_WRITTEN EXERCISE_
Do not copy the pictures; transcribe all other material exactly.

_STORED DATA_
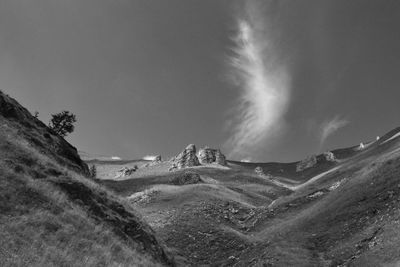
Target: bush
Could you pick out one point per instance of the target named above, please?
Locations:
(62, 123)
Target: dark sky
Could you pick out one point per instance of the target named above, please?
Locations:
(149, 77)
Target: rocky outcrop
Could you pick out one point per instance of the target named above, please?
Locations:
(309, 162)
(124, 172)
(187, 158)
(209, 155)
(313, 160)
(258, 170)
(157, 159)
(329, 156)
(186, 178)
(220, 158)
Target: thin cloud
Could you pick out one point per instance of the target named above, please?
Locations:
(263, 82)
(329, 127)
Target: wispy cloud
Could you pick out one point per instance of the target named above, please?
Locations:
(329, 127)
(150, 157)
(263, 81)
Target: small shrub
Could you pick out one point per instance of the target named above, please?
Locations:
(93, 171)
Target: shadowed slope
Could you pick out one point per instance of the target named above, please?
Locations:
(51, 215)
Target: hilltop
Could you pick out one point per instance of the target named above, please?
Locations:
(51, 214)
(340, 208)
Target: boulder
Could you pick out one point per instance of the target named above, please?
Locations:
(309, 162)
(329, 156)
(313, 160)
(187, 158)
(125, 171)
(259, 170)
(209, 155)
(186, 178)
(220, 158)
(157, 158)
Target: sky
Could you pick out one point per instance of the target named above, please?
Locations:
(262, 80)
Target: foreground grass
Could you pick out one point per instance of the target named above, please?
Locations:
(40, 227)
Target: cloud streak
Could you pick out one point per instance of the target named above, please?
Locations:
(263, 81)
(329, 127)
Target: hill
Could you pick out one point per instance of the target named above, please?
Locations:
(51, 214)
(343, 212)
(335, 209)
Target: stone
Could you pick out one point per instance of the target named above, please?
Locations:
(157, 158)
(309, 162)
(124, 172)
(329, 156)
(187, 158)
(209, 155)
(259, 170)
(186, 178)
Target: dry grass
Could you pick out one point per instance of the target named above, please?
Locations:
(40, 225)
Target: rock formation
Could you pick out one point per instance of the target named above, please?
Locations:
(329, 156)
(309, 162)
(186, 178)
(124, 172)
(209, 155)
(187, 158)
(313, 160)
(157, 158)
(259, 170)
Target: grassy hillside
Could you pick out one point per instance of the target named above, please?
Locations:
(342, 213)
(51, 214)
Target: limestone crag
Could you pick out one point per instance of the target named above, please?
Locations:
(157, 158)
(309, 162)
(187, 158)
(313, 160)
(258, 170)
(209, 155)
(329, 156)
(124, 172)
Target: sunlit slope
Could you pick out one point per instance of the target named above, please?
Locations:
(337, 213)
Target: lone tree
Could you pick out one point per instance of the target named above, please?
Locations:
(93, 171)
(62, 123)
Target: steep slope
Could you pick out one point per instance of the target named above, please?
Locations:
(51, 214)
(341, 213)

_OUTPUT OF THE TASK_
Target: bush
Could you pick out one point per instance of the target named above, please?
Locations:
(62, 123)
Target: dark sky
Could you pick out one point per instance of the target named above, please?
Locations:
(149, 77)
Target: rocky outcrop
Could you pick out one point per instance of the target named above, please?
Locations:
(309, 162)
(124, 172)
(187, 158)
(209, 155)
(313, 160)
(258, 170)
(157, 159)
(329, 156)
(186, 178)
(220, 158)
Target: thin cloud
Could you pick out one point per instance of the target named above, please?
Locations:
(263, 82)
(329, 127)
Target: wispy cloud
Could you pick out one point per instance of the target named above, please?
Locations:
(329, 127)
(150, 157)
(263, 81)
Target: small shrub
Could you pick out one point per instance of the target named above, please?
Locations:
(93, 171)
Target: shadowed slope
Could you pick out one point per instance of the target named above, please?
Locations:
(51, 215)
Target: hilltop
Could you pick out one point per instance of the target named above, please?
Locations:
(51, 214)
(340, 208)
Target: boulder
Could you pick out one point per instance of the target named above, please?
Locations:
(309, 162)
(329, 156)
(313, 160)
(187, 158)
(125, 171)
(259, 170)
(209, 155)
(186, 178)
(220, 158)
(157, 158)
Target: sky
Could you pick out one point per instance of the target named above, please?
Locations:
(262, 80)
Target: foreground grass
Could you pick out one point per instance of the target named above, please?
Locations:
(40, 227)
Target: cloud streak
Could you pick out one point per instance of the target named above, please?
Locations:
(263, 81)
(329, 127)
Target: hill
Could you pick out one point per instance of the target named above, please?
Locations:
(51, 214)
(343, 212)
(335, 209)
Target: stone
Could you pick out one point per instance of the target named above, please?
Locations:
(157, 158)
(309, 162)
(124, 172)
(329, 156)
(187, 158)
(209, 155)
(259, 170)
(186, 178)
Target: dry grass
Could you pick out one point per instance of the target named above, please?
Locations:
(40, 225)
Target: rock formation
Could you pick out one point per instance of the target named above, please?
Locations:
(329, 156)
(309, 162)
(186, 178)
(124, 172)
(209, 155)
(187, 158)
(313, 160)
(157, 158)
(259, 170)
Target: grassy hillside
Could you pick out one point per instance of the target named above, please?
Locations:
(342, 213)
(51, 214)
Target: limestone crag
Could you pick out one point per instance of the target named above, please?
Locations:
(157, 158)
(309, 162)
(187, 158)
(313, 160)
(258, 170)
(209, 155)
(329, 156)
(124, 172)
Target: sunlit slope
Could you pick out one point per instance of the target named above, please?
Locations:
(337, 213)
Target: lone tree
Could you pick out one point per instance of the target named above, please?
Locations:
(93, 171)
(62, 123)
Target: steep slope
Could you pick out one point per instance of the target named above, please?
Locations:
(51, 214)
(341, 213)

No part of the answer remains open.